(What you are asked to do) Needed from the data below: all lines that contain the word "minaret".

○ ○ ○ ○

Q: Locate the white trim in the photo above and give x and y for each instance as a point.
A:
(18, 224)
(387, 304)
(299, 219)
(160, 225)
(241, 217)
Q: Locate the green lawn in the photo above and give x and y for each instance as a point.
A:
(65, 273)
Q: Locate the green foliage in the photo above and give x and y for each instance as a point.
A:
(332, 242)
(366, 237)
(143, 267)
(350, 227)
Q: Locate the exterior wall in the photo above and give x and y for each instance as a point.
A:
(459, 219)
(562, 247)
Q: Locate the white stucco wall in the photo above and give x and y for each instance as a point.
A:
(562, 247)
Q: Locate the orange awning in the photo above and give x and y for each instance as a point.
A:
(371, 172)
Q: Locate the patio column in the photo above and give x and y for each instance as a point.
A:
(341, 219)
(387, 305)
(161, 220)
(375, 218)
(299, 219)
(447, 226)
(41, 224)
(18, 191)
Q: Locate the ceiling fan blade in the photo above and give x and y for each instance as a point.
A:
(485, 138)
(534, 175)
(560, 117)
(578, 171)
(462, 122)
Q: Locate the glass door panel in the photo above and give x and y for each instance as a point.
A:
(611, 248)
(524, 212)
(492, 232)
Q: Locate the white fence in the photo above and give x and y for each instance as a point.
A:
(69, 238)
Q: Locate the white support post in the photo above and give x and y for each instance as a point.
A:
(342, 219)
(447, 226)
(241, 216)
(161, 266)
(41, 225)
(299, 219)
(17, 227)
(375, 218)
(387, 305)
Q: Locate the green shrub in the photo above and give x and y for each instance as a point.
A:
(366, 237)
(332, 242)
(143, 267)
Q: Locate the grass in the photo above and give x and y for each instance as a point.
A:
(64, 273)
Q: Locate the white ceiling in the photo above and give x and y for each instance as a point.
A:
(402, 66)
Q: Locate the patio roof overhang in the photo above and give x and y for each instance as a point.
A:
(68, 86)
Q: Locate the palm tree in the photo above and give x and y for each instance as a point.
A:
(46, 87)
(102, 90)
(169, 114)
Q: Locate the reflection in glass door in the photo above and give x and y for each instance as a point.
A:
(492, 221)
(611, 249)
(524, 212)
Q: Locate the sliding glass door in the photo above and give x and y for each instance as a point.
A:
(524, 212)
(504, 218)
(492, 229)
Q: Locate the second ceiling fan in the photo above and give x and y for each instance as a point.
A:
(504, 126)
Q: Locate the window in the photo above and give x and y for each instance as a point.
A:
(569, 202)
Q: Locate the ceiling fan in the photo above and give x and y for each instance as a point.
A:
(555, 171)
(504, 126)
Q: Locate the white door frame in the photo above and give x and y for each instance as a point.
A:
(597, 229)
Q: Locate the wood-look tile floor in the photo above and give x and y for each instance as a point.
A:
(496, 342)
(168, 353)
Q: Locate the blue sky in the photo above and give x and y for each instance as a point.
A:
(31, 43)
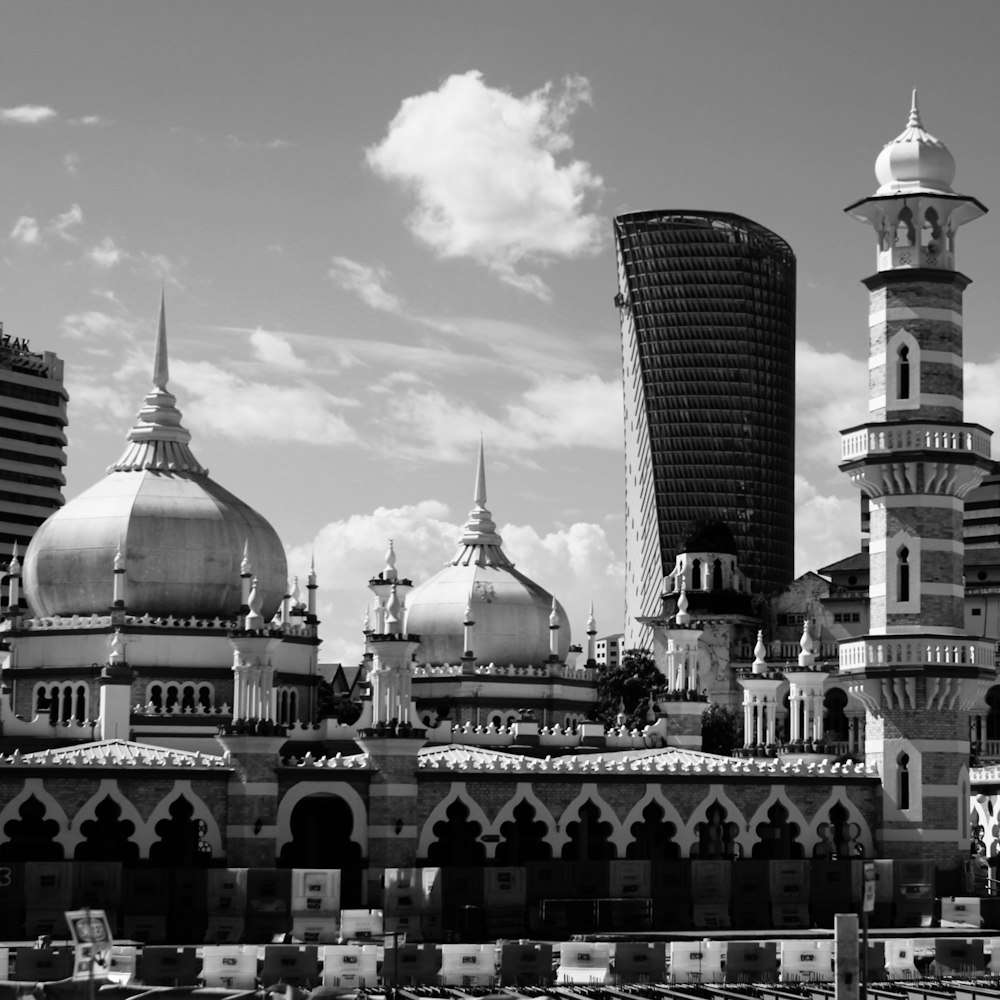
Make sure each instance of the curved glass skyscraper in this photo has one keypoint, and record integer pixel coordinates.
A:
(707, 307)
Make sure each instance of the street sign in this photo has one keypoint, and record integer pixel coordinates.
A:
(92, 942)
(870, 882)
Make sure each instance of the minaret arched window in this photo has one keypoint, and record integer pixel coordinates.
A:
(903, 574)
(905, 233)
(903, 373)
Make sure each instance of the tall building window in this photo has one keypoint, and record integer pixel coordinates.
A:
(903, 373)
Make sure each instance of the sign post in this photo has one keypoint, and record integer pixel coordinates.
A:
(867, 906)
(92, 942)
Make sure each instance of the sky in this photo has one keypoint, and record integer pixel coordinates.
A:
(383, 231)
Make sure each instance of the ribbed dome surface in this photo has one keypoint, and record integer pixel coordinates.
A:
(182, 539)
(511, 613)
(915, 161)
(181, 536)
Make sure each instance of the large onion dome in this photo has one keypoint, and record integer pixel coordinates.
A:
(915, 161)
(181, 536)
(510, 612)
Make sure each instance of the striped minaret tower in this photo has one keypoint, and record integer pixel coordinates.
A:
(917, 674)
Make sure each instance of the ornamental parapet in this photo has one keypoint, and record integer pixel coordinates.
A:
(55, 623)
(883, 652)
(885, 439)
(352, 762)
(665, 764)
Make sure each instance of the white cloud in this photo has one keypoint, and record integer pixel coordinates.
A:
(96, 326)
(27, 114)
(26, 231)
(366, 282)
(106, 254)
(555, 412)
(64, 224)
(276, 350)
(482, 164)
(221, 401)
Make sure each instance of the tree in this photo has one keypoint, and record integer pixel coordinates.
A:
(720, 730)
(336, 706)
(627, 688)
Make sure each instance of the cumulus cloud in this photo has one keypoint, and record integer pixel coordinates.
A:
(106, 254)
(64, 224)
(367, 282)
(27, 114)
(26, 231)
(484, 167)
(576, 563)
(276, 350)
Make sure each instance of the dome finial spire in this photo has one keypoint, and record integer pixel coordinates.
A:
(161, 369)
(480, 498)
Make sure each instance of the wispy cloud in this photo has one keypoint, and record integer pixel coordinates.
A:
(367, 282)
(26, 231)
(106, 254)
(27, 114)
(482, 164)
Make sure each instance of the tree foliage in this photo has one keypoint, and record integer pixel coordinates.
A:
(721, 731)
(627, 688)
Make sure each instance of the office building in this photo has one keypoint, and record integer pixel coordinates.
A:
(33, 453)
(707, 310)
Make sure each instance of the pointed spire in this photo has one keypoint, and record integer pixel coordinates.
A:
(480, 543)
(161, 368)
(157, 440)
(480, 498)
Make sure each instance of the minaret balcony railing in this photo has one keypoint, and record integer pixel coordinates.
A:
(882, 439)
(888, 652)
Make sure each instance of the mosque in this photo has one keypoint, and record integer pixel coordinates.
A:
(160, 678)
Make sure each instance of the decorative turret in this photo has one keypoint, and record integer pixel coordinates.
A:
(917, 673)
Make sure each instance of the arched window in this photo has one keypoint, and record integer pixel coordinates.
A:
(903, 373)
(903, 574)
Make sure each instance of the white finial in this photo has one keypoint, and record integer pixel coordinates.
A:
(390, 573)
(682, 617)
(760, 652)
(116, 655)
(254, 619)
(161, 373)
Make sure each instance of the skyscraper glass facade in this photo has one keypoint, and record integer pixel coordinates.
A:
(707, 308)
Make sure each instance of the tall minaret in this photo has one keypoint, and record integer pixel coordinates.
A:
(917, 674)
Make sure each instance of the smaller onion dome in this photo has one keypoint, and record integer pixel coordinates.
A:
(710, 536)
(915, 161)
(511, 613)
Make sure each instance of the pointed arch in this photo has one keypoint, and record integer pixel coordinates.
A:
(588, 791)
(811, 835)
(439, 814)
(524, 792)
(108, 788)
(182, 787)
(53, 810)
(302, 790)
(654, 795)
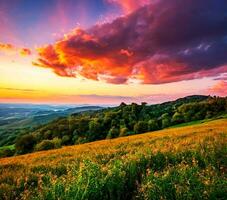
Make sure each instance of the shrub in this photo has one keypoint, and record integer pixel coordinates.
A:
(45, 145)
(6, 152)
(25, 144)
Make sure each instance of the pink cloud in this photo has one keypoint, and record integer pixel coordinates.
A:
(146, 45)
(220, 88)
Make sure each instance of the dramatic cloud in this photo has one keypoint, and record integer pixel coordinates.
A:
(220, 88)
(166, 41)
(9, 48)
(130, 5)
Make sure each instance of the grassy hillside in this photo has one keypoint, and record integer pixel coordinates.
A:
(176, 163)
(119, 121)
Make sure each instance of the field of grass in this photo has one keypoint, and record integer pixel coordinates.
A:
(11, 147)
(178, 163)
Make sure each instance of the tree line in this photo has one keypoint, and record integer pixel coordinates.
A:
(119, 121)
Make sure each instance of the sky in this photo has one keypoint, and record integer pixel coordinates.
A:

○ ○ ○ ○

(The answer)
Make sure each instance of the minaret arched window in this photo has one keypoint, and record integer pixel coordinates.
Make sure each instance of the striped minaret tower in this photo has one keypoint, and record integer pixel coordinates.
Make sure each instance of the minaret balcony railing in this photo has one keypoint, and record integer pixel coordinates.
Make sure each instance of the tall minaret in this photo has one keypoint, and record integer pixel coordinates.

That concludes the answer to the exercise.